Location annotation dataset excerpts
□ □ □ □
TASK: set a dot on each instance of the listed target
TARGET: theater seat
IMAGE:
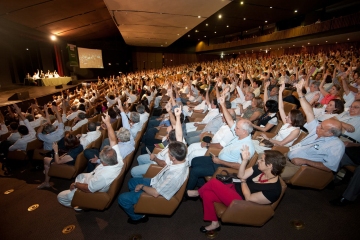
(248, 213)
(69, 171)
(148, 204)
(98, 200)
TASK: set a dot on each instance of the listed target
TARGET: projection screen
(90, 58)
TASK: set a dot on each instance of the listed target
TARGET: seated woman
(67, 155)
(332, 109)
(259, 184)
(255, 110)
(269, 119)
(289, 132)
(333, 93)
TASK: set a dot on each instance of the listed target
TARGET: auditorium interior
(145, 36)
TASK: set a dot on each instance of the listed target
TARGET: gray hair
(48, 128)
(247, 126)
(135, 117)
(108, 156)
(140, 109)
(81, 115)
(335, 131)
(123, 134)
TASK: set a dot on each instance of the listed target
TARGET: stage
(34, 92)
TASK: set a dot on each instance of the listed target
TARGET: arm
(111, 132)
(305, 104)
(226, 113)
(178, 128)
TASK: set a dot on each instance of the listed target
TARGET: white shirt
(22, 142)
(100, 179)
(52, 137)
(170, 179)
(88, 138)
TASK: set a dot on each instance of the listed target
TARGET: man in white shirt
(166, 183)
(101, 178)
(90, 136)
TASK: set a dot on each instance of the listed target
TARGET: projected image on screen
(90, 58)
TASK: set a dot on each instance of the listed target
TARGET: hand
(138, 187)
(177, 111)
(299, 86)
(221, 100)
(55, 147)
(298, 161)
(216, 160)
(245, 154)
(203, 144)
(282, 87)
(264, 136)
(94, 159)
(106, 119)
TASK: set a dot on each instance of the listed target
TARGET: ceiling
(158, 23)
(153, 23)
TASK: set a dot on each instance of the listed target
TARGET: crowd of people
(196, 108)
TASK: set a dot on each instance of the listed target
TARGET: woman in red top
(334, 92)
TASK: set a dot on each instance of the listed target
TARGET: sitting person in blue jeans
(166, 183)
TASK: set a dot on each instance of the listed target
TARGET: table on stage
(55, 81)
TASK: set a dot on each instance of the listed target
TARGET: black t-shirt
(271, 191)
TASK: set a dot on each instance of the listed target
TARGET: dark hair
(178, 150)
(14, 125)
(23, 130)
(272, 106)
(91, 126)
(277, 159)
(172, 135)
(339, 106)
(71, 141)
(82, 107)
(296, 118)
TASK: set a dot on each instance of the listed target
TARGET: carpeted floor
(322, 221)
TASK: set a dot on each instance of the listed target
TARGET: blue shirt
(231, 152)
(327, 150)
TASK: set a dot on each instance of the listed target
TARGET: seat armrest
(311, 177)
(283, 150)
(246, 212)
(152, 171)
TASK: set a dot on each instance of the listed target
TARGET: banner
(73, 58)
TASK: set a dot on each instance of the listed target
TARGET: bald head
(329, 128)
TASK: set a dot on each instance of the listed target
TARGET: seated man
(100, 179)
(166, 183)
(321, 148)
(229, 155)
(350, 158)
(125, 141)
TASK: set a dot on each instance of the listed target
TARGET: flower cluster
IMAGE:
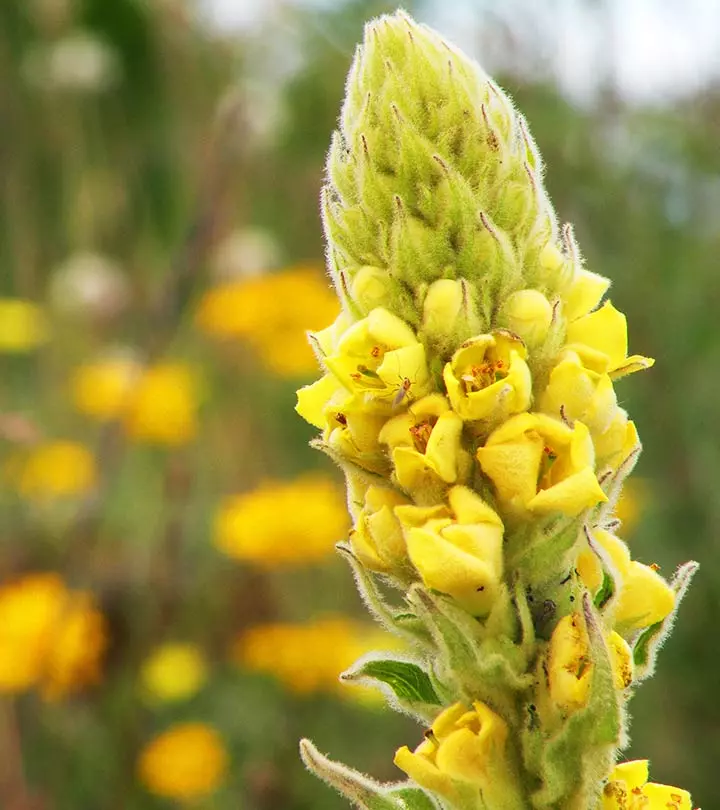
(469, 395)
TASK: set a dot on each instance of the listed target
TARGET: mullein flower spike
(468, 395)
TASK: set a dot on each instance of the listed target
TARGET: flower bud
(464, 754)
(528, 314)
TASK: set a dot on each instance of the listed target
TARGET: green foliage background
(642, 187)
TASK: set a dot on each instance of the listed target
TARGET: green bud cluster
(433, 175)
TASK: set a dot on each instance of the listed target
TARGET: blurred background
(172, 614)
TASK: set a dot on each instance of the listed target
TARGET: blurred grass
(152, 168)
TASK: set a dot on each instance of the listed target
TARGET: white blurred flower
(51, 14)
(244, 253)
(89, 284)
(79, 61)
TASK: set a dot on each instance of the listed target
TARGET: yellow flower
(628, 789)
(541, 465)
(162, 408)
(101, 389)
(600, 339)
(272, 312)
(464, 750)
(57, 469)
(283, 523)
(186, 762)
(577, 393)
(381, 359)
(22, 326)
(488, 378)
(174, 672)
(528, 314)
(644, 599)
(457, 550)
(49, 637)
(377, 539)
(309, 658)
(349, 427)
(585, 294)
(75, 649)
(425, 445)
(570, 668)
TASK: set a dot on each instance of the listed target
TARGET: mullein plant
(468, 395)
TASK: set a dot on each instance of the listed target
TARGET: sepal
(363, 792)
(648, 643)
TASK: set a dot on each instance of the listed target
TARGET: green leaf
(607, 589)
(409, 681)
(414, 798)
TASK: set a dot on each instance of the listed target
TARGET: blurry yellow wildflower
(50, 637)
(464, 751)
(185, 762)
(457, 550)
(273, 313)
(58, 469)
(600, 339)
(283, 523)
(22, 326)
(162, 408)
(488, 377)
(308, 658)
(101, 389)
(628, 789)
(174, 672)
(644, 599)
(75, 649)
(28, 610)
(541, 465)
(570, 668)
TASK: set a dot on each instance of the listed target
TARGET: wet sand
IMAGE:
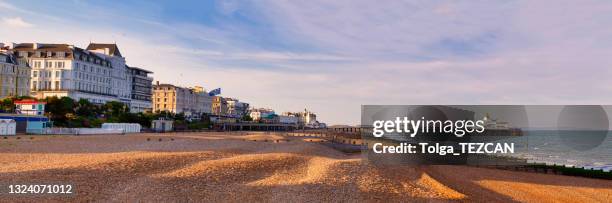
(257, 167)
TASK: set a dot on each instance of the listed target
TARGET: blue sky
(333, 56)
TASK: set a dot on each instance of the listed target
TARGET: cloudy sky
(334, 56)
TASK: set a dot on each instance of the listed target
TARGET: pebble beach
(233, 167)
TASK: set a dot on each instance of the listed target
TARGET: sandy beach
(257, 167)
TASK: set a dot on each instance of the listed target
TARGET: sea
(551, 147)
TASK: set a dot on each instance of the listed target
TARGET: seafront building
(219, 106)
(236, 108)
(14, 75)
(258, 113)
(306, 119)
(190, 101)
(142, 90)
(98, 73)
(204, 99)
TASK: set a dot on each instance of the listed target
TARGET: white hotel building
(98, 73)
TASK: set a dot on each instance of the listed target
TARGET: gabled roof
(113, 49)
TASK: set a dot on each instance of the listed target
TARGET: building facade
(235, 108)
(14, 75)
(142, 90)
(98, 73)
(120, 74)
(305, 118)
(204, 98)
(66, 71)
(258, 113)
(174, 99)
(219, 106)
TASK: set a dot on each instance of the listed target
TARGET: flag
(215, 92)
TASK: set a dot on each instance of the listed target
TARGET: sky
(331, 57)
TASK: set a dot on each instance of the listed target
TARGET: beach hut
(125, 127)
(162, 125)
(7, 127)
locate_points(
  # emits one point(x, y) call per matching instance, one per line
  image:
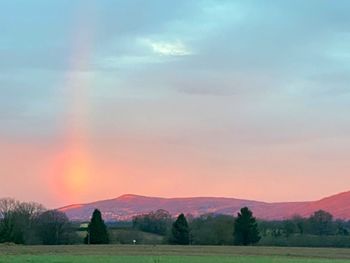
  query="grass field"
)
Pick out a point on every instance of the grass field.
point(170, 254)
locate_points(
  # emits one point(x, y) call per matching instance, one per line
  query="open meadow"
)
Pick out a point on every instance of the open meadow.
point(169, 254)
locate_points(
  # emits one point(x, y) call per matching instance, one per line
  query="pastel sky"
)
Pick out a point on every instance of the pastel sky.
point(246, 99)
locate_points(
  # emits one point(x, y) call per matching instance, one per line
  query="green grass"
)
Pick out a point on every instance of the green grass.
point(169, 254)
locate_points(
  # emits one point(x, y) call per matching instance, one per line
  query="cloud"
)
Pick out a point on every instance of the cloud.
point(167, 48)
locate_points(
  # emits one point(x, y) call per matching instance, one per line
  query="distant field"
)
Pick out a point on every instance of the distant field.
point(170, 254)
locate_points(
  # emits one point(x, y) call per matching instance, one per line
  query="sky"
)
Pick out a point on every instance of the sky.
point(245, 99)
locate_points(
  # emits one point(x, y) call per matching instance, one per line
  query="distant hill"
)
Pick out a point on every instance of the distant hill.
point(127, 206)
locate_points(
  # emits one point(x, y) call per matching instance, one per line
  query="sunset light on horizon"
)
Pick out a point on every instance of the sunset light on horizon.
point(243, 99)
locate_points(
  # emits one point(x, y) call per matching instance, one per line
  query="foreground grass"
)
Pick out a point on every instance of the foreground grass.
point(170, 254)
point(160, 259)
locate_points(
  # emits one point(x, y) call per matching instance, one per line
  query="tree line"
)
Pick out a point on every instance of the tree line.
point(31, 223)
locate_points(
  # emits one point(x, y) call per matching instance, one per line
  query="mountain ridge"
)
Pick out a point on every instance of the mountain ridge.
point(126, 206)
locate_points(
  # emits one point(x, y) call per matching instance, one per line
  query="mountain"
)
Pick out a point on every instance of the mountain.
point(127, 206)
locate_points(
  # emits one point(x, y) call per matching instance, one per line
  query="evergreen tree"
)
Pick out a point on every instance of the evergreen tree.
point(245, 228)
point(180, 231)
point(97, 230)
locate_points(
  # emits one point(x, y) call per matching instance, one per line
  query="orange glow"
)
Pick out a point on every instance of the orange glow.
point(76, 174)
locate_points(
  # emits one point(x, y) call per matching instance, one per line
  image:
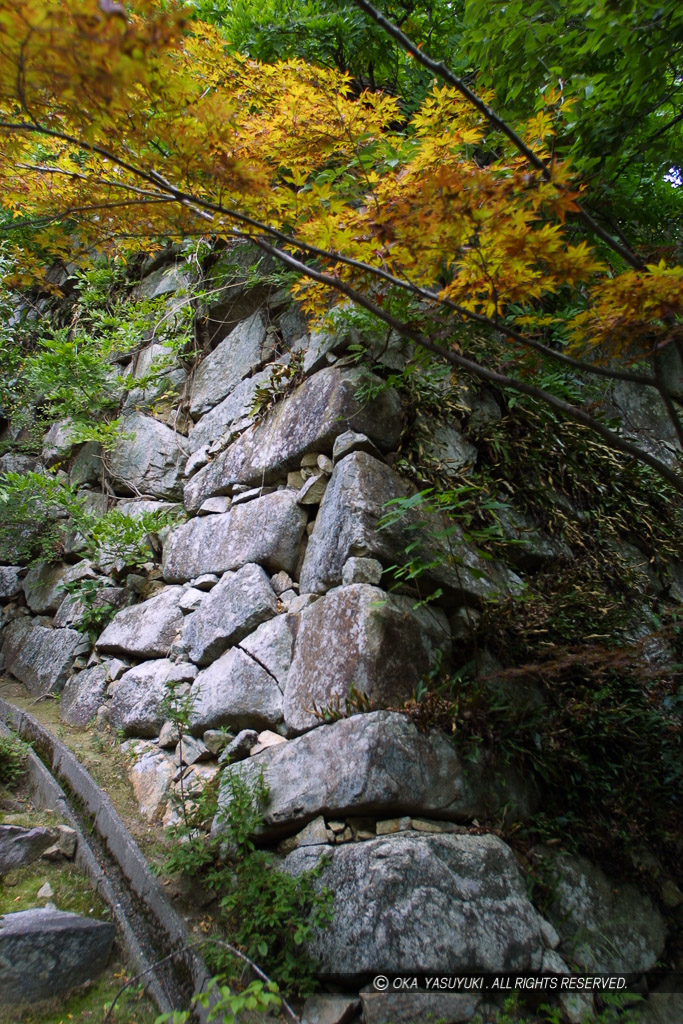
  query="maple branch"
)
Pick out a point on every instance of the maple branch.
point(491, 376)
point(444, 73)
point(197, 202)
point(201, 207)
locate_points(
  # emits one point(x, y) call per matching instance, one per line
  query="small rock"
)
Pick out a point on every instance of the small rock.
point(206, 582)
point(216, 739)
point(215, 506)
point(352, 441)
point(314, 834)
point(295, 480)
point(190, 600)
point(361, 570)
point(281, 582)
point(190, 750)
point(169, 736)
point(250, 494)
point(239, 749)
point(437, 827)
point(197, 460)
point(300, 602)
point(313, 489)
point(19, 846)
point(67, 841)
point(265, 739)
point(115, 668)
point(391, 825)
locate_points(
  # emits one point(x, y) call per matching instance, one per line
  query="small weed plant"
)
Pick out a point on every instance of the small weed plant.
point(13, 760)
point(267, 913)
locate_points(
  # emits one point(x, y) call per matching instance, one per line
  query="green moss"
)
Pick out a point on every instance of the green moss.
point(89, 1005)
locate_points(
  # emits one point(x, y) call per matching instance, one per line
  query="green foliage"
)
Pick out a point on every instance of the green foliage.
point(41, 511)
point(12, 760)
point(71, 371)
point(336, 34)
point(264, 911)
point(95, 610)
point(118, 536)
point(226, 1006)
point(621, 66)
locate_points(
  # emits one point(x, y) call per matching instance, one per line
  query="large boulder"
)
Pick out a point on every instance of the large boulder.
point(267, 530)
point(44, 584)
point(19, 846)
point(83, 694)
point(47, 952)
point(347, 525)
point(39, 656)
point(236, 692)
point(151, 772)
point(432, 903)
point(309, 420)
point(363, 637)
point(378, 764)
point(148, 458)
point(137, 705)
point(603, 926)
point(239, 603)
point(246, 348)
point(231, 415)
point(271, 645)
point(145, 630)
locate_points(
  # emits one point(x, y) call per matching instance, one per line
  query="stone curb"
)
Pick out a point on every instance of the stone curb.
point(122, 849)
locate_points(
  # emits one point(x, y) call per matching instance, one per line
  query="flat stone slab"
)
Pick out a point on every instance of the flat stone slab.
point(347, 524)
point(19, 846)
point(239, 603)
point(45, 952)
point(603, 926)
point(309, 420)
point(245, 349)
point(83, 694)
point(235, 692)
point(40, 657)
point(432, 903)
point(363, 637)
point(145, 630)
point(374, 764)
point(267, 530)
point(151, 460)
point(137, 699)
point(232, 414)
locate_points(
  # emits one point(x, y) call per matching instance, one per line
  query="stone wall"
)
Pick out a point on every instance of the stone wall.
point(274, 602)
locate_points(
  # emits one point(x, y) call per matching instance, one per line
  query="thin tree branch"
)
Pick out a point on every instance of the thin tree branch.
point(437, 68)
point(188, 200)
point(491, 376)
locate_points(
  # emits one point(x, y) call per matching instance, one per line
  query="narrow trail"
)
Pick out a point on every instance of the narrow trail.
point(148, 926)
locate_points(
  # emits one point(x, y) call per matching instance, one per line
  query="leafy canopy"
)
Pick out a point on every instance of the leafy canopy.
point(125, 124)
□ □ □ □
Short exercise:
Please count how many lines in the listing above contain the word "large". Reply with the number alone.

Correct response:
2